## [The exercise]
Can you rewrite everything from the line containing "Locate the white sky;" down to the end of the records, changing "sloped roof" to "slanted roof" and keeping all else the same?

## [Excerpts of location labeling data]

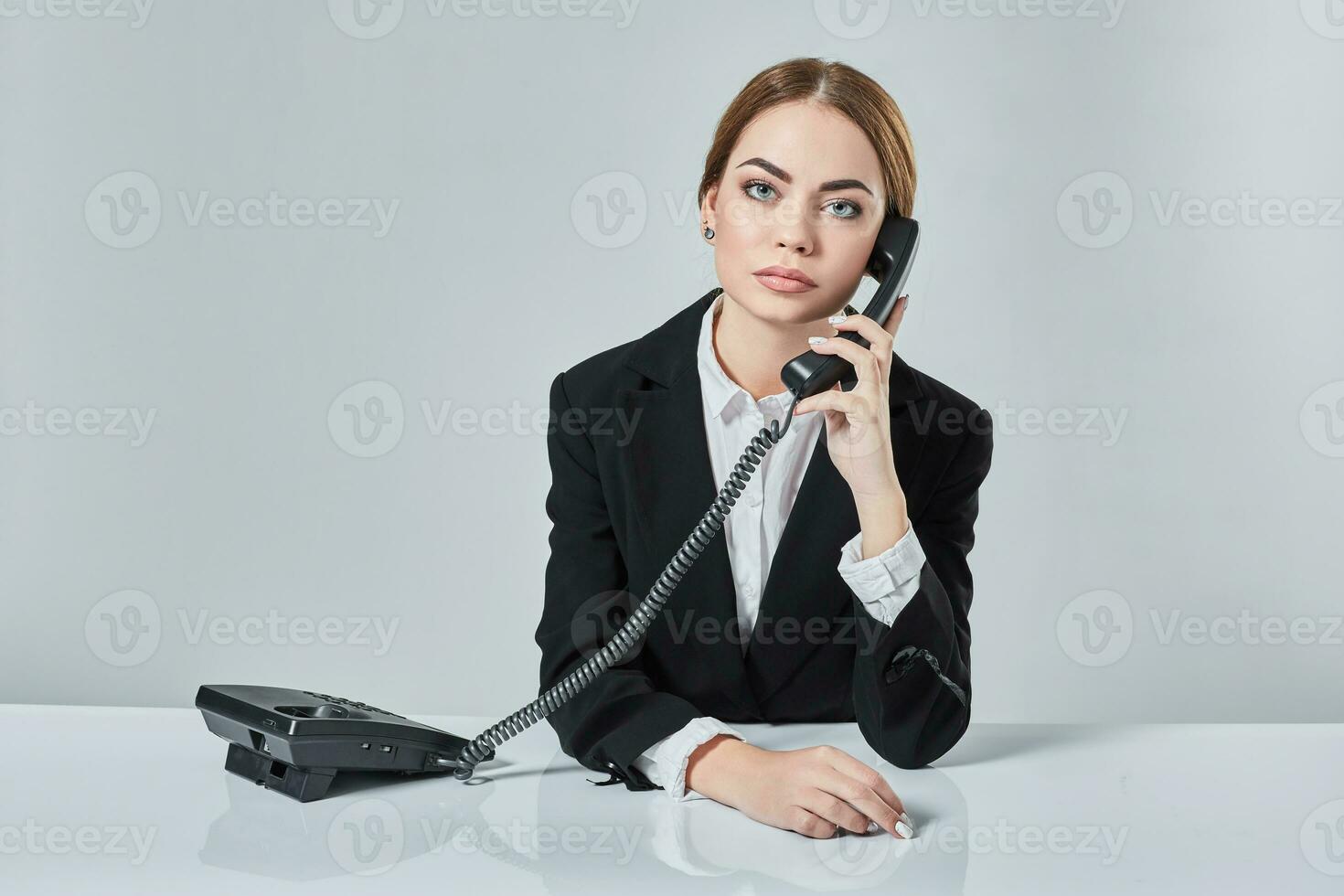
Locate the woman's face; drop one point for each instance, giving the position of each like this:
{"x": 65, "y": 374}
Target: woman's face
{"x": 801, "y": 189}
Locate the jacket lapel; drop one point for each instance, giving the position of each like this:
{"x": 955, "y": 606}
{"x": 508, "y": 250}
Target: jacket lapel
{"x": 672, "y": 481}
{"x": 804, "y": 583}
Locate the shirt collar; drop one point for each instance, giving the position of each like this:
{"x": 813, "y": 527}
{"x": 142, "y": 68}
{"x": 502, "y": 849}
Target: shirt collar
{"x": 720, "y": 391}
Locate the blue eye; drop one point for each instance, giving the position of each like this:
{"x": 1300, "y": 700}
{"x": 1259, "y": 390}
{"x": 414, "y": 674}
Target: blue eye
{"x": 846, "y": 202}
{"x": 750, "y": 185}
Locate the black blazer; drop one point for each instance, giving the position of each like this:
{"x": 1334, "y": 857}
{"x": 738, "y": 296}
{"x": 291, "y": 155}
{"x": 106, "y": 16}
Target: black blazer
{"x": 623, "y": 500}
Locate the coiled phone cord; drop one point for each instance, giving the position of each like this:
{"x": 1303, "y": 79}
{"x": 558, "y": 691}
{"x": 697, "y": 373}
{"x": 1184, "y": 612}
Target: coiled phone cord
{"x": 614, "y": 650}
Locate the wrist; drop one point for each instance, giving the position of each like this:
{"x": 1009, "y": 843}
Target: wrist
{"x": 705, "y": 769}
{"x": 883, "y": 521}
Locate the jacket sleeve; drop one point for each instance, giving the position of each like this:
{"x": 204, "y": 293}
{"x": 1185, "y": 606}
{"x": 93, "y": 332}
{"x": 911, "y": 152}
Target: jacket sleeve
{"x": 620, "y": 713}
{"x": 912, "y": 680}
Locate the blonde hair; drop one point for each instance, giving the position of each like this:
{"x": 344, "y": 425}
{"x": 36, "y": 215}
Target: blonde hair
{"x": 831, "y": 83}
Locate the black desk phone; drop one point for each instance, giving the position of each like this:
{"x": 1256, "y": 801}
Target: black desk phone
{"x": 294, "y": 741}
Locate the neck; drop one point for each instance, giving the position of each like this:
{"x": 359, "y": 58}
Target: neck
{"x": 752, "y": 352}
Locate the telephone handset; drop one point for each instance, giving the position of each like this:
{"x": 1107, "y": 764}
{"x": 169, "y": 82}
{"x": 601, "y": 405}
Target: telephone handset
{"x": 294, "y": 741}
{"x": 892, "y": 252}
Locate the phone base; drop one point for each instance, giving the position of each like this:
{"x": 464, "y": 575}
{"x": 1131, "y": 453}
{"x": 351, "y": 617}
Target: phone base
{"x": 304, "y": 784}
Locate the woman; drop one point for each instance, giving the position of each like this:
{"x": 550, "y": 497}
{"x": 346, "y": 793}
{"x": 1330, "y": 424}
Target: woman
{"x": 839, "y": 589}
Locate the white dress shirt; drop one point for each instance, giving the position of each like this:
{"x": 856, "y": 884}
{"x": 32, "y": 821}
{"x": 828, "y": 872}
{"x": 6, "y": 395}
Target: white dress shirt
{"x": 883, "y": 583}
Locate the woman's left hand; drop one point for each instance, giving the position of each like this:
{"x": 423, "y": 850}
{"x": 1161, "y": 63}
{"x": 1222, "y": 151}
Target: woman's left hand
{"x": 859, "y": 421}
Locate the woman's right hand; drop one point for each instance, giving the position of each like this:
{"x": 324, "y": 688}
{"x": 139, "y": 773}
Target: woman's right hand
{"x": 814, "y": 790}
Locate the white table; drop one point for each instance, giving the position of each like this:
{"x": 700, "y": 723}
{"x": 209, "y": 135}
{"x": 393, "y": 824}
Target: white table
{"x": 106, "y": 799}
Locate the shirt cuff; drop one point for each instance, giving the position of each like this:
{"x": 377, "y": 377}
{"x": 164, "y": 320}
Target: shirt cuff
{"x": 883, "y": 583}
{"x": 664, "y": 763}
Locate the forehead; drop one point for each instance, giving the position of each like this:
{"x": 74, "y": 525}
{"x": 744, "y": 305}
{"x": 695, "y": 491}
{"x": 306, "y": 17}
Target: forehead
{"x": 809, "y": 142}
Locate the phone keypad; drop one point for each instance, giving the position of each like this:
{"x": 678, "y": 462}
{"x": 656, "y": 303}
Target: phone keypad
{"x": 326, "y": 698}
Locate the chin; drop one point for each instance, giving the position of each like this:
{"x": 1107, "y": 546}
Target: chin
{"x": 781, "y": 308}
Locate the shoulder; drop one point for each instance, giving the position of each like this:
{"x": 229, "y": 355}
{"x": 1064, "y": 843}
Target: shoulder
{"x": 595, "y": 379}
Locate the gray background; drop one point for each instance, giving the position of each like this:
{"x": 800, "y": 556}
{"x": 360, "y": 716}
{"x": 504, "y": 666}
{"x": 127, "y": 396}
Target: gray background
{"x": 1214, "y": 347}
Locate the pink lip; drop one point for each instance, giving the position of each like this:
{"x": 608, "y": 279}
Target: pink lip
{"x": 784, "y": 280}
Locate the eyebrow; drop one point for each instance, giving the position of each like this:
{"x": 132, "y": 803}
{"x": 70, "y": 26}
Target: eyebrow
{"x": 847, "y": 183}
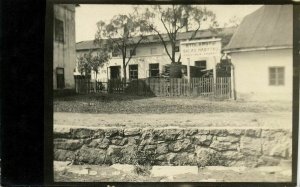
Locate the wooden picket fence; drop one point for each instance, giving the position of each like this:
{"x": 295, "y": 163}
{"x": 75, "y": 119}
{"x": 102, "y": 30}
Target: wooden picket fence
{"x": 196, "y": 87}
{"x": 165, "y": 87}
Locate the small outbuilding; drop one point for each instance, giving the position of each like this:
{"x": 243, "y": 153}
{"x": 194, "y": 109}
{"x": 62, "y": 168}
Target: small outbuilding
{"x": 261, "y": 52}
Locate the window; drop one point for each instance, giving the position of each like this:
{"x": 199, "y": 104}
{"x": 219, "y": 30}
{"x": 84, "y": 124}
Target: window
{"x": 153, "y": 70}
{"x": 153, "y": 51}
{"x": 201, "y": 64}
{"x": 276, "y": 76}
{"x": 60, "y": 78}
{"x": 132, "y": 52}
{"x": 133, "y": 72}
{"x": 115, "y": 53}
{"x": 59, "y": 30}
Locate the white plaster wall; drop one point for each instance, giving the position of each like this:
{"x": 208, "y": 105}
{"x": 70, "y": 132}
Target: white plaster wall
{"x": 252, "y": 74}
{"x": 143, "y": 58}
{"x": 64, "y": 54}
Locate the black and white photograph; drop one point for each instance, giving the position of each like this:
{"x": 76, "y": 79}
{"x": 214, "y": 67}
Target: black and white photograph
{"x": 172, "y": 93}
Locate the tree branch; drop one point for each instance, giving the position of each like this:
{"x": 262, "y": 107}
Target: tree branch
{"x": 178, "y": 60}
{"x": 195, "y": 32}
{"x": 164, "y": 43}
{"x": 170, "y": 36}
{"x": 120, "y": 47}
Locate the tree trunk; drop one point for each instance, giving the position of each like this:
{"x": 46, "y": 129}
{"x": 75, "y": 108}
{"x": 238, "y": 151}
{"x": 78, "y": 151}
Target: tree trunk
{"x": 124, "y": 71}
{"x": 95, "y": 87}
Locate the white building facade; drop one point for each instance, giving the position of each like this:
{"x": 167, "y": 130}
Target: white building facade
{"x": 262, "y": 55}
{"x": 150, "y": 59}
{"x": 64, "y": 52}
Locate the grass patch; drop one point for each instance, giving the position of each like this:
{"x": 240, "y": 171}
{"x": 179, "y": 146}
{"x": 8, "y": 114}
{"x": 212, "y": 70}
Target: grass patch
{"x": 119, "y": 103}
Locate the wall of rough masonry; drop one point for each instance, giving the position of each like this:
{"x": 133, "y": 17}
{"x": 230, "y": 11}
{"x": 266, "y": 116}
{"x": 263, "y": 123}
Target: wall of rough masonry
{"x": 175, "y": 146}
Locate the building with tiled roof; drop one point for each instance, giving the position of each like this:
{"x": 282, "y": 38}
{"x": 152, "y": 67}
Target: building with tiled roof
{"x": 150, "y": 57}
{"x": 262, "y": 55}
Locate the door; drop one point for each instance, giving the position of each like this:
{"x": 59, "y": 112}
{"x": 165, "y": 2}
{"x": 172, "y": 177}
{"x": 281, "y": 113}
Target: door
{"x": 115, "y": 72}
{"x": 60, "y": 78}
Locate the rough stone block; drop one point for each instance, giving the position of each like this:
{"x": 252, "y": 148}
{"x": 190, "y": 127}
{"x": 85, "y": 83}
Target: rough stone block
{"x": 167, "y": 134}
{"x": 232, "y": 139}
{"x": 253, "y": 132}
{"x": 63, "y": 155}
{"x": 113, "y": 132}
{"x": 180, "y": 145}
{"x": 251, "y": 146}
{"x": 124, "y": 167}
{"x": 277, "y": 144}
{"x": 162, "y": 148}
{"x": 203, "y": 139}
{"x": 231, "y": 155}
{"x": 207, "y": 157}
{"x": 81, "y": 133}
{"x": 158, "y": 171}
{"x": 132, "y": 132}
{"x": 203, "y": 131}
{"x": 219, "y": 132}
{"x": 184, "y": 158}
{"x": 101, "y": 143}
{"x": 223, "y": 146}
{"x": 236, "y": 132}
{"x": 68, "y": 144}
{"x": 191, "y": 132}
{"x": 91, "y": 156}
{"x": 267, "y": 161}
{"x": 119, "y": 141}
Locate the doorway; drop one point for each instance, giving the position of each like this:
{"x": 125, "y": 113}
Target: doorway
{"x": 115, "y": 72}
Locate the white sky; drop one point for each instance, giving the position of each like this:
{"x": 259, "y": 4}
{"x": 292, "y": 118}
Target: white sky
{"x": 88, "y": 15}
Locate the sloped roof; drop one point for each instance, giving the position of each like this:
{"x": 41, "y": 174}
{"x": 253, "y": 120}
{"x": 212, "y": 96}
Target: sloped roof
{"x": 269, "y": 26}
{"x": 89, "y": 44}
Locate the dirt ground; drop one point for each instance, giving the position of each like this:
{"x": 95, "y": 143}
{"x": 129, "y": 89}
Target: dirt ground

## [Answer below]
Locate the white sky; drop one point for each instance, giving the position of each like this:
{"x": 259, "y": 4}
{"x": 292, "y": 118}
Target: white sky
{"x": 88, "y": 15}
Locate the slanted roof; drop one point for each instance, giving the position of each like this:
{"x": 41, "y": 174}
{"x": 253, "y": 120}
{"x": 212, "y": 96}
Target: slanted roof
{"x": 269, "y": 26}
{"x": 89, "y": 44}
Locate the dirt ground; drop one point for each instance, giving the position of each like this:
{"x": 95, "y": 143}
{"x": 129, "y": 89}
Target: dirt ground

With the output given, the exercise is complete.